#### Given instruction
Reproduce the material below with each occurrence of "Target" changed to "Object", keeping every other character as it is.
+++ Exercise input +++
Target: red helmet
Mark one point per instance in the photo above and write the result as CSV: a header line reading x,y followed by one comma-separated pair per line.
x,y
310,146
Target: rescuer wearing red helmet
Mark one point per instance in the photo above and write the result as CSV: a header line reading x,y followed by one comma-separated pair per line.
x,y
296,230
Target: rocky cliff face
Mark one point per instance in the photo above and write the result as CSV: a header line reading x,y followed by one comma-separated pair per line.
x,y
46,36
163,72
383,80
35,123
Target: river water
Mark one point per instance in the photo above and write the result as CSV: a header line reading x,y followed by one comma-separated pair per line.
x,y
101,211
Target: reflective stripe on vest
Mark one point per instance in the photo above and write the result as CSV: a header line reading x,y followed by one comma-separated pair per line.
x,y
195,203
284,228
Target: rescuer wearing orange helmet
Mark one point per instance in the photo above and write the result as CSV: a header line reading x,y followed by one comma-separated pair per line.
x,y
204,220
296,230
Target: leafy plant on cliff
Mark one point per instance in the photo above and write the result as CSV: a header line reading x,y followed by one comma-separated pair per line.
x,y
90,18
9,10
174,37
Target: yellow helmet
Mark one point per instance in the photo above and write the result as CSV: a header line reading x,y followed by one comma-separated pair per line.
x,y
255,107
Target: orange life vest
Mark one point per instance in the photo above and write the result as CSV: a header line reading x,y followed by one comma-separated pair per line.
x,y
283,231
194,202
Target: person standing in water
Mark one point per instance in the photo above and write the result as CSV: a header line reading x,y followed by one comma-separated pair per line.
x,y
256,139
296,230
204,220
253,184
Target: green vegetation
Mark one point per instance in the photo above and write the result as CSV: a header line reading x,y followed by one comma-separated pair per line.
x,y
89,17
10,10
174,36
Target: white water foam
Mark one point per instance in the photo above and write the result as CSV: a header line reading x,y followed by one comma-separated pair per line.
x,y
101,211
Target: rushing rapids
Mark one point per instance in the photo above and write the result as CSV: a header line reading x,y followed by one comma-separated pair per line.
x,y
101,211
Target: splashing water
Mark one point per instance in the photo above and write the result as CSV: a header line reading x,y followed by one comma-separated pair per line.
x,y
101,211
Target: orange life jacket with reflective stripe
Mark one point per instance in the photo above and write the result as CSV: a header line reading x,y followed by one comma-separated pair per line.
+++
#### Solution
Object: red helmet
Mark one point per instance in the photo above and write the result as CSV: a header line reading x,y followed by one comma-separated pair per line.
x,y
310,146
Object: rescuer wearing red helmet
Mark one point per instance in the photo above and write the result as CSV: a header line reading x,y followed by one comma-separated pair per line.
x,y
296,230
Object: rocky cliff face
Mark one point per instance in the photo above and write the result as CSV: a header line reading x,y followed by one comma-separated pair per line.
x,y
46,36
163,72
383,80
35,123
Object: river water
Mark one point per instance in the photo above and write the result as CSV: a header line reading x,y followed by one comma-separated pair per line.
x,y
101,211
Object: reflective stripe on vest
Mark one point per instance in the photo above and write the result as CSV: a header line reading x,y followed by one comma-separated pair per line.
x,y
195,203
284,228
Object: rescuer wearing orange helmet
Mark one point per instance in the photo above and write the result as CSV: a header line reading x,y followed by one comma-separated pair per line.
x,y
204,220
296,230
Object: leafy plant on cliff
Mark one point per instance in the photo above and write the result as CSV: a header line reading x,y followed by one comma-separated pair per line.
x,y
90,18
9,10
174,37
Object: yellow helmet
Mark one point per instance in the photo above and write the result as CSV: a header line reading x,y followed by one comma-separated pair per line.
x,y
255,107
Object: orange life vest
Mark one point per instance in the photo above and write the result as CSV: a header line reading x,y followed by one comma-separated pair per line.
x,y
283,231
194,202
Object: person standing in water
Mark one point per instance in the photo above and write the result as CSV: a header line reading x,y followed by one comma-separated pair per line.
x,y
256,139
296,230
204,220
253,184
Object: green vegetation
Mark one point per instance in the photo above and write the result as CSV: a header line reading x,y followed by one comma-separated pair per line.
x,y
89,17
10,10
174,36
Object: white water foam
Mark one point per instance in the photo above and write the result as CSV: a header line reading x,y followed by one comma-separated pair per line.
x,y
101,211
Object: rushing rapids
Mark one point per instance in the photo above and write the result as CSV: a header line reading x,y followed by one comma-separated pair per line.
x,y
101,211
Object: splashing water
Mark one point per instance in the photo above and write the result as CSV: a header line reading x,y followed by one comma-separated pair per line.
x,y
101,211
Object: orange life jacket with reflective stripe
Mark one point per instance in the photo above and write the result as CSV: a header line reading x,y followed by one comma-separated pair per line.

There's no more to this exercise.